### The task
Two lines below mark the span: the one containing "Target: green meadow" and the one containing "[[156, 88], [330, 220]]". Set down both, plus every line between, exactly as they stand, and nothing else.

[Source data]
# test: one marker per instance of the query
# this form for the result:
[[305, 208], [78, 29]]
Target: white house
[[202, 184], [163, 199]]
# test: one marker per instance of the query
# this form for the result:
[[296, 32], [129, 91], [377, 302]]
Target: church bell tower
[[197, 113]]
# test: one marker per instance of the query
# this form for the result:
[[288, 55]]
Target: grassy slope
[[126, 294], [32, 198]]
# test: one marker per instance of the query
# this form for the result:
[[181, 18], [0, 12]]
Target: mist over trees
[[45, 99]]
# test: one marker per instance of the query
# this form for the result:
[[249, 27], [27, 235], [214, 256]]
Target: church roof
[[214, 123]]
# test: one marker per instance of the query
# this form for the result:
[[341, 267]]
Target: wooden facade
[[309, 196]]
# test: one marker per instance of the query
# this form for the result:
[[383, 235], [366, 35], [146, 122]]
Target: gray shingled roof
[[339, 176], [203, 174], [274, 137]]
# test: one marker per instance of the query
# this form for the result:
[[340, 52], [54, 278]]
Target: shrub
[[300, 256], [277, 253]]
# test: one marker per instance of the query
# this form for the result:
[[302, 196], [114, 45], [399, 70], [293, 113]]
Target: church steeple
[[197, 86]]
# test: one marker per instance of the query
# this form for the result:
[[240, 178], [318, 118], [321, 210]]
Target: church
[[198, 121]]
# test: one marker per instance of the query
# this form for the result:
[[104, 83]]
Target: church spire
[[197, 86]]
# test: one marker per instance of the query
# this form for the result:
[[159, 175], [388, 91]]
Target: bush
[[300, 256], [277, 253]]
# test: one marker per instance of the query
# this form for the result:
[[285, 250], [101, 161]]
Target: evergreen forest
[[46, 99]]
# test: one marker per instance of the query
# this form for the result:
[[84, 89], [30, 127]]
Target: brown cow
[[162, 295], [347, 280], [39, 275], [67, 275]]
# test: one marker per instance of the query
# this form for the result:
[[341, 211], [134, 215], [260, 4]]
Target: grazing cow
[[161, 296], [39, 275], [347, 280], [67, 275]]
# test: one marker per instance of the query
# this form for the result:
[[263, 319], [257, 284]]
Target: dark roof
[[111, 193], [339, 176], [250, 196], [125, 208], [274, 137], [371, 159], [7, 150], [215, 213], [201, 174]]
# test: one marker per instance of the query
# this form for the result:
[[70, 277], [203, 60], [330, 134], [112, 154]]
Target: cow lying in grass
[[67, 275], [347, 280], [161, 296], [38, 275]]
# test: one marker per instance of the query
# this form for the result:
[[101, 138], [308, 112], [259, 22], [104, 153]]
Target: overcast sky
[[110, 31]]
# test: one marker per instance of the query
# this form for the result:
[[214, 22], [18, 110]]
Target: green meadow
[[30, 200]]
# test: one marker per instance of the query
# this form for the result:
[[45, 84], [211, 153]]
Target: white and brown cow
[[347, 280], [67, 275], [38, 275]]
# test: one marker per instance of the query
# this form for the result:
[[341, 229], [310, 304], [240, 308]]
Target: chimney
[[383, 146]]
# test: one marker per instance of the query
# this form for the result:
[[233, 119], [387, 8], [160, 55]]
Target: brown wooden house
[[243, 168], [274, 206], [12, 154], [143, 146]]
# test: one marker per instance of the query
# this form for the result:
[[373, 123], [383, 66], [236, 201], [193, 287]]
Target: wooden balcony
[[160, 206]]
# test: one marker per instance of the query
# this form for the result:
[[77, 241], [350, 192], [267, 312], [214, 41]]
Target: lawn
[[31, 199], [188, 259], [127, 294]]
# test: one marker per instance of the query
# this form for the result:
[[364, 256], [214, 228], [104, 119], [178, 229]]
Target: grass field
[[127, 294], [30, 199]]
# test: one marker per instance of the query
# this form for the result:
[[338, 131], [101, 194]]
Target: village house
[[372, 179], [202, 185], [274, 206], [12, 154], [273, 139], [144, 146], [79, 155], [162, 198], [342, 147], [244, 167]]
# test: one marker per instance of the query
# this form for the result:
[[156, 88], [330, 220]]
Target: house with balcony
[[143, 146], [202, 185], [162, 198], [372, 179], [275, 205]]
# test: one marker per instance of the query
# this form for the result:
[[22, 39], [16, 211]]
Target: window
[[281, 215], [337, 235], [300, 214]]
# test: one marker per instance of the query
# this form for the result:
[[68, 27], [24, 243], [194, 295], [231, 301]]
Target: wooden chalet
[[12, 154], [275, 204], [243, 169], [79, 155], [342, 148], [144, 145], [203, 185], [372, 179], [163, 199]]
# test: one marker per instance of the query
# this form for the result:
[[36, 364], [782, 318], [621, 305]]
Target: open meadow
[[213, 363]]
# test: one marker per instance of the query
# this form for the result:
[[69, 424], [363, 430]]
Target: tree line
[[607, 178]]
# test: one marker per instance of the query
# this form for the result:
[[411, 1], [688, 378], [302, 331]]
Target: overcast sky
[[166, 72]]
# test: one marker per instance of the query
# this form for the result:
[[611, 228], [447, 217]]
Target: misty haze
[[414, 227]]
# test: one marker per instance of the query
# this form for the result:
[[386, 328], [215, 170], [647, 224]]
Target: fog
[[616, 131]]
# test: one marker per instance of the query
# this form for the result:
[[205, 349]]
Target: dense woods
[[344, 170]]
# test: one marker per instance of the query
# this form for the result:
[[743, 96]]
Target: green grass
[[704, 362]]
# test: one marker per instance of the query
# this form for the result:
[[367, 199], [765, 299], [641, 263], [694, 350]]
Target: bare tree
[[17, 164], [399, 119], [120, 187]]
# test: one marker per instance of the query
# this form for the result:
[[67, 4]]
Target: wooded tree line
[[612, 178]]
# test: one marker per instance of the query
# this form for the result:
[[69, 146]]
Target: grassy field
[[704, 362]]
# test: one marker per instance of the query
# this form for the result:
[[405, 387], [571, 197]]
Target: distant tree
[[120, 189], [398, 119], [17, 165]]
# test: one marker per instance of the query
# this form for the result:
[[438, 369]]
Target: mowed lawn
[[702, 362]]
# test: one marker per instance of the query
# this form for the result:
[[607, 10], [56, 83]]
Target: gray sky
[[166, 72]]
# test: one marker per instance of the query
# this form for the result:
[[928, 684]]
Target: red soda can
---
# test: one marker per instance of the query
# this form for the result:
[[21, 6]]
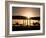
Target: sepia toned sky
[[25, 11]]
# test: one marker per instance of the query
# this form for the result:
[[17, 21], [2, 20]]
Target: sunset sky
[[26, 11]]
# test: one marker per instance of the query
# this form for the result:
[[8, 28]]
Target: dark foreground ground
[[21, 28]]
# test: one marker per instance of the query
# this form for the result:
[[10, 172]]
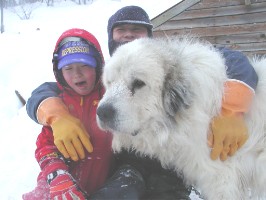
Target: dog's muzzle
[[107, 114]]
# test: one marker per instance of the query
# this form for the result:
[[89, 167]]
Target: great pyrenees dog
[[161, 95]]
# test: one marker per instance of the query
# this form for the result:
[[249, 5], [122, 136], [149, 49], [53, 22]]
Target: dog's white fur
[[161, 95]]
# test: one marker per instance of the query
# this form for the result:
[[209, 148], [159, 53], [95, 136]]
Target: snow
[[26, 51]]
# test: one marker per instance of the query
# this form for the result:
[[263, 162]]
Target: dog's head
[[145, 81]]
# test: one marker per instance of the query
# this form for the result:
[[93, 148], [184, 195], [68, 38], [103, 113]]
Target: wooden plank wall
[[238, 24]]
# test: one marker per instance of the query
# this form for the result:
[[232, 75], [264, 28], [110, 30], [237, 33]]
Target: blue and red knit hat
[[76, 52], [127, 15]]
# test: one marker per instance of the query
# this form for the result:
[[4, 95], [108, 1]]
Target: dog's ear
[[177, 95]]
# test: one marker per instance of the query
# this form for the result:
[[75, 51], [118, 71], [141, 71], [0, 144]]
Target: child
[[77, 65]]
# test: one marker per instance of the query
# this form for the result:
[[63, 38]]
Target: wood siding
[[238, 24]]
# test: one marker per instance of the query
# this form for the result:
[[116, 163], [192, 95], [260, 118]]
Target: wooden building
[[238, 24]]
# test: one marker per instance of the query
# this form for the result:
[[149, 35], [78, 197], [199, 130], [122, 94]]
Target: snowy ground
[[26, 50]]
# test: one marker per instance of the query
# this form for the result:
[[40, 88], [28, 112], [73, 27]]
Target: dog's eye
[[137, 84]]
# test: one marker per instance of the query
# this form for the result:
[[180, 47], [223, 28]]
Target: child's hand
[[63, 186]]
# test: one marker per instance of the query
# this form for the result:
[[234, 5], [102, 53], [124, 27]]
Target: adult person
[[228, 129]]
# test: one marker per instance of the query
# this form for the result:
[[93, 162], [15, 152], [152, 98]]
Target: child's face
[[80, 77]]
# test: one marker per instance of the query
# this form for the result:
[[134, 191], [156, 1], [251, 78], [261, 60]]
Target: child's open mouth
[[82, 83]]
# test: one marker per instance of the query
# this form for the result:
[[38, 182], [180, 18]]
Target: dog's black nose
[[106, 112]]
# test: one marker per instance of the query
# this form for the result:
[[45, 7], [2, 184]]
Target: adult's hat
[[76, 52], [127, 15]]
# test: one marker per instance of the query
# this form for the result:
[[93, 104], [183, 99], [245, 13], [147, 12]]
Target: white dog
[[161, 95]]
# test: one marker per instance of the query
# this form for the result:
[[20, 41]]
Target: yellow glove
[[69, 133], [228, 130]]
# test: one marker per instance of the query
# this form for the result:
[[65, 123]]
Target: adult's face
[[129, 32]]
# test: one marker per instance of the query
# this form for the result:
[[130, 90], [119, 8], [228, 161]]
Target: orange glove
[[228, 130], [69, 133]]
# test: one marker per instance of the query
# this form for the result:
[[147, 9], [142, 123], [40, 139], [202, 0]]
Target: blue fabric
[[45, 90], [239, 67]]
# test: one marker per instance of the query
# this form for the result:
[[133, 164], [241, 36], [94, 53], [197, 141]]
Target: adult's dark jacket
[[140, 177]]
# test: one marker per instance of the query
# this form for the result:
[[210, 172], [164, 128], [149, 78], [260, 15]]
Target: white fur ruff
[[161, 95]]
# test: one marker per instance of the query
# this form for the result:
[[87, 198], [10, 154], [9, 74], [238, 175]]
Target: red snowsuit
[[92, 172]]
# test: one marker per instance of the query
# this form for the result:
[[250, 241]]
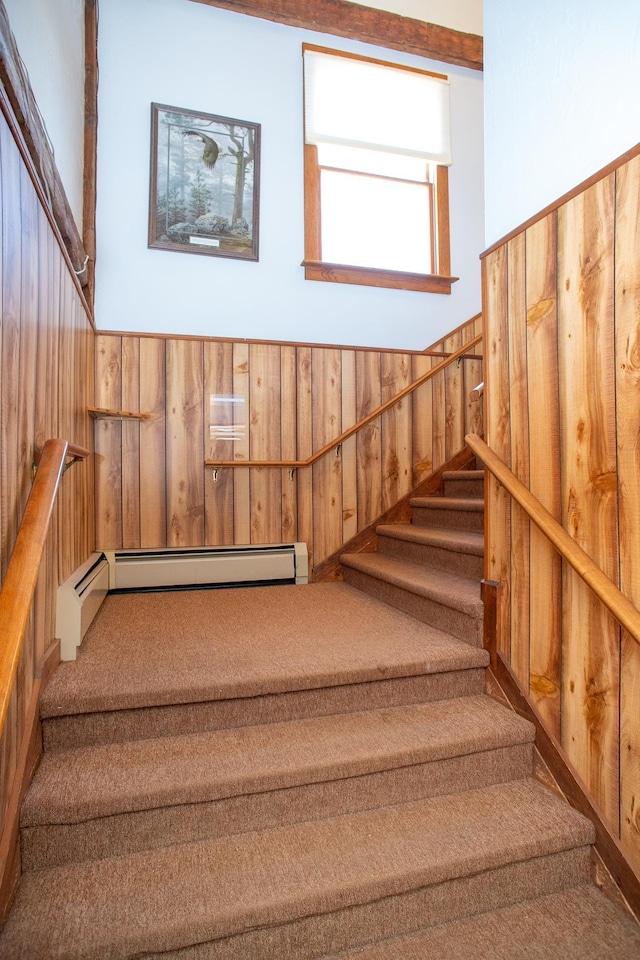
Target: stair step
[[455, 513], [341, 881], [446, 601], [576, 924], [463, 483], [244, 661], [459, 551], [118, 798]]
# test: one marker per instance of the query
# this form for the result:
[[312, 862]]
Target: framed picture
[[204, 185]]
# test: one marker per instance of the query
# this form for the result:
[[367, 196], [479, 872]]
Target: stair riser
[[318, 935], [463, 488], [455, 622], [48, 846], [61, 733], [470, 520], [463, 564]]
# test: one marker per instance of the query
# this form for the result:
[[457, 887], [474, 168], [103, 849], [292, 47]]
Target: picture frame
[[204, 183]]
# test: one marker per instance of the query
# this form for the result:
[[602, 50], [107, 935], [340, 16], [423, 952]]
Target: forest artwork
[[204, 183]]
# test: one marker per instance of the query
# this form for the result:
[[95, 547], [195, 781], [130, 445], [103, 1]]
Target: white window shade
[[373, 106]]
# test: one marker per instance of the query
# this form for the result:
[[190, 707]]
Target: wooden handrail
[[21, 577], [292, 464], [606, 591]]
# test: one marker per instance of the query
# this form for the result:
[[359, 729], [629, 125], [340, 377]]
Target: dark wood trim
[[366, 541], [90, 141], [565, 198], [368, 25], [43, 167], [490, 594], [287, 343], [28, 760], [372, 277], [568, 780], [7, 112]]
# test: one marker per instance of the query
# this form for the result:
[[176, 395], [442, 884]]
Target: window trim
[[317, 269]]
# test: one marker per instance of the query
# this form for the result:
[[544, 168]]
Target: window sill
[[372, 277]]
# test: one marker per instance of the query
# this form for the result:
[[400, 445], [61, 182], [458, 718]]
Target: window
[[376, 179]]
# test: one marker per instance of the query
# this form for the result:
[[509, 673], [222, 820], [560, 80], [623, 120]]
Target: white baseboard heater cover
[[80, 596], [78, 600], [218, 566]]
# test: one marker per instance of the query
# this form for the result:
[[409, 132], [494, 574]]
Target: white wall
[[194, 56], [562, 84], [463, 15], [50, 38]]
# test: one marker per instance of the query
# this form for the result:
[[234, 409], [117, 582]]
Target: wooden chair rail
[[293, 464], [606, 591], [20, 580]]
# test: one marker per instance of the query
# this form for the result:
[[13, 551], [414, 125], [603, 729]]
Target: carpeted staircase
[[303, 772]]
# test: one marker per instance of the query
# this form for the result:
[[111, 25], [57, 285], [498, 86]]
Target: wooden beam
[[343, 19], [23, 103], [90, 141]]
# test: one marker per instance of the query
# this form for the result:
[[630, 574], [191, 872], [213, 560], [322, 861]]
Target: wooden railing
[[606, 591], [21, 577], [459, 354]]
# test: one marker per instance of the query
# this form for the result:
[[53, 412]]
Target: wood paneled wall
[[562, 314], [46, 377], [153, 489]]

### Written reply
Target: green meadow
[[30, 200]]
# test: one marker per instance of the query
# this form for the result:
[[45, 84], [211, 153]]
Target: white and brown cow
[[347, 280], [67, 275], [38, 275]]
# test: one marker per instance of the query
# this form for the result:
[[341, 229], [310, 304], [240, 308]]
Target: chimney
[[383, 146]]
# test: one marker per instance of the query
# this form for the result:
[[233, 119], [387, 8], [160, 55]]
Target: brown wooden house
[[243, 168], [274, 206], [12, 154], [143, 146]]
# test: one marker per instance of the query
# this form for the result:
[[373, 123], [383, 66], [236, 201], [193, 287]]
Target: wooden balcony
[[160, 206]]
# test: one marker per instance of the query
# this form for the result:
[[77, 241], [350, 192], [267, 312], [214, 41]]
Target: lawn
[[31, 199], [188, 259], [127, 294]]
# test: one marker per instance of the query
# this form for the result:
[[364, 256], [214, 228], [104, 119], [178, 229]]
Target: grass field
[[127, 294], [30, 199]]
# test: one marker per instance of the query
# this form for the result:
[[338, 131], [101, 194]]
Target: village house
[[372, 179], [202, 185], [274, 206], [12, 154], [273, 139], [144, 146], [79, 155], [162, 198], [342, 147], [244, 167]]
# test: one marker per instance of the query
# this form for the result:
[[156, 88], [330, 220]]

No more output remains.